Within the records below is a range that opens at the line with "Final verification step: confirm the presence of fingers" and closes at the line with "Final verification step: confirm the presence of tackling". Return that range word for word, both ends included, and only that range.

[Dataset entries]
· · · · · · ·
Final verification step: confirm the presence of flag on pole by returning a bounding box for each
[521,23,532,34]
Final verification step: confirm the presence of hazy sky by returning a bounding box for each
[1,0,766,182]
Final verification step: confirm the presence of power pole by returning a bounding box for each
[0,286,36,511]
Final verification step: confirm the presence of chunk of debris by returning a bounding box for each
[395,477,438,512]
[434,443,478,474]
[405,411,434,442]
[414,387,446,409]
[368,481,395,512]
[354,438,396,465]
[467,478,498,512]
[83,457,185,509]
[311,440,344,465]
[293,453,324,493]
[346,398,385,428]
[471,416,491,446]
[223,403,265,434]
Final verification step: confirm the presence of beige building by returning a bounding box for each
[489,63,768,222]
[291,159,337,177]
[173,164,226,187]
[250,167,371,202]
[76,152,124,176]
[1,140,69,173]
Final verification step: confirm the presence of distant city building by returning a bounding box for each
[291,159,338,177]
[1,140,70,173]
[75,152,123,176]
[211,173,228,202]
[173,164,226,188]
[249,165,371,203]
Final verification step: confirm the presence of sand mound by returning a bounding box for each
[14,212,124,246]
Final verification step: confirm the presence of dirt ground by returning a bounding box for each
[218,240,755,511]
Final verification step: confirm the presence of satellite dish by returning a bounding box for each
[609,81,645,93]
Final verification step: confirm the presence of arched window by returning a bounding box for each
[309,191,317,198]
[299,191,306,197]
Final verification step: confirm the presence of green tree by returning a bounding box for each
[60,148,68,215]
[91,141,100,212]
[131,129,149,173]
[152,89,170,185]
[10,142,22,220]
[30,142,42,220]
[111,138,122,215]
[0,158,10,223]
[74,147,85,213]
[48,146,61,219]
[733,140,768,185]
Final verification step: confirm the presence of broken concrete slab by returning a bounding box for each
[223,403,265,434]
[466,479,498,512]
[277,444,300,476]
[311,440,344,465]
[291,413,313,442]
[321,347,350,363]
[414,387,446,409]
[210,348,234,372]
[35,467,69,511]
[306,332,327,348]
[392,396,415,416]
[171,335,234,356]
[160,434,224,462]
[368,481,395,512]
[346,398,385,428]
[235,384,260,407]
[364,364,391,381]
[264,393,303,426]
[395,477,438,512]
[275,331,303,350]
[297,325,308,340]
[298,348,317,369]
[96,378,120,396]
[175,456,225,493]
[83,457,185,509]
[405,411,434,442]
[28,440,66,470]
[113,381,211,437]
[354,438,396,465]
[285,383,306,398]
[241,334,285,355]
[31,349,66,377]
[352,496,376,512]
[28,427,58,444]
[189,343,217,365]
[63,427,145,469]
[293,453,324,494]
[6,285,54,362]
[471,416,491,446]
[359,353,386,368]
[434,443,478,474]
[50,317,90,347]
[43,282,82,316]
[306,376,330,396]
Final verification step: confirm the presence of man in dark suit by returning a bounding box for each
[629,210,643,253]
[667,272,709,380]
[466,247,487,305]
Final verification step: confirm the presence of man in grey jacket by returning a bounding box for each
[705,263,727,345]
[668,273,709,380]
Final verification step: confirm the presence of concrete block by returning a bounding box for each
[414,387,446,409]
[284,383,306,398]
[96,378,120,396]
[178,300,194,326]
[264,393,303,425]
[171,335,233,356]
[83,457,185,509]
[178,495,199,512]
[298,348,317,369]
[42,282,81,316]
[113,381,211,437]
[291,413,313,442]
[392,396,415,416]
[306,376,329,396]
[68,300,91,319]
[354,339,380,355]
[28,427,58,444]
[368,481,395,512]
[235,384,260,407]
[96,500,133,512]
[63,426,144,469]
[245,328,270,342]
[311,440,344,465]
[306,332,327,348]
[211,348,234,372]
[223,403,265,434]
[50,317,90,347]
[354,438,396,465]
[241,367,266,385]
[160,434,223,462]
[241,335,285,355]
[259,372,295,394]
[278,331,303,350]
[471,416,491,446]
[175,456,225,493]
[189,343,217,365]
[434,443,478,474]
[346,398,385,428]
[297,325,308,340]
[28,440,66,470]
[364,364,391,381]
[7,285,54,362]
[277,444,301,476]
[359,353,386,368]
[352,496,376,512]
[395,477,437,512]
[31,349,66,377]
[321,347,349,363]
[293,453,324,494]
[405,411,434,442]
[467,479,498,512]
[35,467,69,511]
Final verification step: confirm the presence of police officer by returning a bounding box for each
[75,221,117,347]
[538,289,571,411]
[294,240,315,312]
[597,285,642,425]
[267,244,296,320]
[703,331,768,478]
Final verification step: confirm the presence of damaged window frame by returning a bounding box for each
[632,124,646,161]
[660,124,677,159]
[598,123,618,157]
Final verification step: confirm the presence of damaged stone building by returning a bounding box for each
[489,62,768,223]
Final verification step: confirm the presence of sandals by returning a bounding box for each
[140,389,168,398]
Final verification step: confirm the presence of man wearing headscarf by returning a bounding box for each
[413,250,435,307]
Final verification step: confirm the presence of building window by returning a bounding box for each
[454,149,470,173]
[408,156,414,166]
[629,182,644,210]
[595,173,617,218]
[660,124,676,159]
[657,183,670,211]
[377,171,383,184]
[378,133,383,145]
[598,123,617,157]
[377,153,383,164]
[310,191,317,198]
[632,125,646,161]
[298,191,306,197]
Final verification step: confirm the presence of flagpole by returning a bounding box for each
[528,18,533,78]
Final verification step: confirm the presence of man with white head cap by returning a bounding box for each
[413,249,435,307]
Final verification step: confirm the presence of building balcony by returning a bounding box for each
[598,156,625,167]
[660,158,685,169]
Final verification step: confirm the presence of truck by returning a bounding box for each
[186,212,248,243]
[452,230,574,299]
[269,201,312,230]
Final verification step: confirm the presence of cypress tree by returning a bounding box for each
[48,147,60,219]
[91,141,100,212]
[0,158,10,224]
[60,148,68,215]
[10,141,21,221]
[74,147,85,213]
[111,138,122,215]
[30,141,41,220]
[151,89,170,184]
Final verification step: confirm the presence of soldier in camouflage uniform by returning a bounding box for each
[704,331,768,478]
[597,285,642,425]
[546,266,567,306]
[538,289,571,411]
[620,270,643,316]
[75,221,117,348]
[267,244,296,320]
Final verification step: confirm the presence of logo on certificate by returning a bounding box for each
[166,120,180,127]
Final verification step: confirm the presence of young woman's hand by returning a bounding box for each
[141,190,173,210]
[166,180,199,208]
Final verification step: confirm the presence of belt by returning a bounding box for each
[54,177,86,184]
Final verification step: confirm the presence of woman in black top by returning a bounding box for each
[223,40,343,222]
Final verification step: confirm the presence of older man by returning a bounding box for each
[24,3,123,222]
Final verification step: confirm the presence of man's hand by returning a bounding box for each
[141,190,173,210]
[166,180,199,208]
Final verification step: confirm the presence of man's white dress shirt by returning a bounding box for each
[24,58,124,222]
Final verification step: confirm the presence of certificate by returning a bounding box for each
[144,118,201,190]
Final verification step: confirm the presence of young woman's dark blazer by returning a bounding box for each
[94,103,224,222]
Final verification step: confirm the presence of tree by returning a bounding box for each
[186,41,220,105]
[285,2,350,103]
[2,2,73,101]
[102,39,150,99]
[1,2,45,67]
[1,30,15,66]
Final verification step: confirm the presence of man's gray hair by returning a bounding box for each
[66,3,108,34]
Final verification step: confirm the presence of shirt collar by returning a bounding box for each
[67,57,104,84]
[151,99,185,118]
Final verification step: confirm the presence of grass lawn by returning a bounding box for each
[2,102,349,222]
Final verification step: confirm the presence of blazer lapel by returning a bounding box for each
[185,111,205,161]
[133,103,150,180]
· · · · · · ·
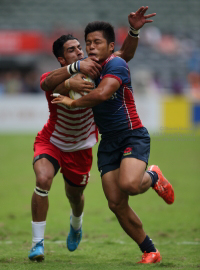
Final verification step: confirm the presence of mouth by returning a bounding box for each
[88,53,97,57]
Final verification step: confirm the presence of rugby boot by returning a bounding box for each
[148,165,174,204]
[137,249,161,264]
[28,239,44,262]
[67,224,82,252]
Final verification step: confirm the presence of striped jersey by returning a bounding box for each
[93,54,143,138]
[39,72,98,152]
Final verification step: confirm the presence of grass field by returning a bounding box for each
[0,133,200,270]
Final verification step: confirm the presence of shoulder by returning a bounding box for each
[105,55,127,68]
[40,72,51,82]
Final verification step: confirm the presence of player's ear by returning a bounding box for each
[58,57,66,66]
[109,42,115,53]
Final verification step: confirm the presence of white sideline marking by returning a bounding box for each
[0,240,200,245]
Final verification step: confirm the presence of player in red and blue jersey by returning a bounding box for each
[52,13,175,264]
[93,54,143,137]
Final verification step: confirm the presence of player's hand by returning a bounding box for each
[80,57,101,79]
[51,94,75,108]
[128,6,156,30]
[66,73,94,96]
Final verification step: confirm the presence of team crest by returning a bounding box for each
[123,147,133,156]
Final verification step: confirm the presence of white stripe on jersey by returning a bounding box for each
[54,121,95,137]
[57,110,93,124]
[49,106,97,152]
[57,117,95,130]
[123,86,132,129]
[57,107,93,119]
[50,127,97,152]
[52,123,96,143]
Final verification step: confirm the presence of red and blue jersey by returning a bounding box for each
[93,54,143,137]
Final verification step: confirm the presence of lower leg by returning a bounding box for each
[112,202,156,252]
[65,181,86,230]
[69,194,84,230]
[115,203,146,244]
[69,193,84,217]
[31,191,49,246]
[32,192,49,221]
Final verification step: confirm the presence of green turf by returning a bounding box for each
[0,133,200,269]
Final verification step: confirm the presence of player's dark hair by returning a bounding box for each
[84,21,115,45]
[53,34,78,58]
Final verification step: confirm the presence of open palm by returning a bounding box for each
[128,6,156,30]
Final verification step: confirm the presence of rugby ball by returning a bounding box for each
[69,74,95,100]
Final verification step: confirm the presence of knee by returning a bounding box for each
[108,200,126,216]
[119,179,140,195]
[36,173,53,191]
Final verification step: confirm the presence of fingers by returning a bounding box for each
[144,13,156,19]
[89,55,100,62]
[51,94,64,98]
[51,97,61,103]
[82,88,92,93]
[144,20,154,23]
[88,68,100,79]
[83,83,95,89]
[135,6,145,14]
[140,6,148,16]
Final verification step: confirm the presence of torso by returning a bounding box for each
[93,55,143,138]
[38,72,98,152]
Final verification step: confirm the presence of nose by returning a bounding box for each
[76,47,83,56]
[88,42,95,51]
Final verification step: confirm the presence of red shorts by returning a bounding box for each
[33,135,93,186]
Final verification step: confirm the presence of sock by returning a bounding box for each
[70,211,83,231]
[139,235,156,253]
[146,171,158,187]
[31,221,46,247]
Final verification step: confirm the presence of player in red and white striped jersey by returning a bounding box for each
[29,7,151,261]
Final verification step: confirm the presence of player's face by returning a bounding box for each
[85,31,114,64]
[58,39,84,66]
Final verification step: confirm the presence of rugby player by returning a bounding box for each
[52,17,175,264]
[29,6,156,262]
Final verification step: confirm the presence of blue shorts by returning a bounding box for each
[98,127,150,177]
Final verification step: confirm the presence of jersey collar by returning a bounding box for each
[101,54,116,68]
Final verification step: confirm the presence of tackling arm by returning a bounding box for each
· · · · · · ·
Expected answer:
Final verification step: confirm the presence of fingers by returning a bounding box for each
[144,13,156,19]
[89,55,100,62]
[51,94,64,98]
[51,97,61,103]
[82,88,92,93]
[144,20,154,23]
[88,68,100,79]
[83,83,95,89]
[135,6,145,14]
[140,6,148,16]
Final verification step: confirm the presence of torso by returning a bounding box for each
[93,55,143,138]
[38,72,98,152]
Final verification step: confirm the presence of nose by returning a bounding box for each
[76,47,83,56]
[88,42,95,51]
Final verification step: confirm the presence of red shorts by returning a bounding box for each
[33,135,93,186]
Final verification step: confirm the presence of sock by returning a bounding box for each
[70,211,83,231]
[139,235,156,253]
[146,171,158,187]
[31,221,46,247]
Final verification step: confirm the presence of player in red and white striped jersey by returning a bounding box for each
[29,7,151,261]
Final verification step: confirm the presence of player's face by returning a bounding box for each
[85,31,114,64]
[58,39,84,66]
Final verification step: confirm the presence of rugby player by returning a bounding box for each
[52,17,175,264]
[29,6,156,262]
Final verification step: confirm the presence of blue shorts by returning a bounding box for each
[98,127,150,177]
Final verification step: confirm the presence of jersey collar by returning a bounding box for each
[101,54,116,68]
Final verification step: confirm the presence of tackling arm by returning a bounding box for each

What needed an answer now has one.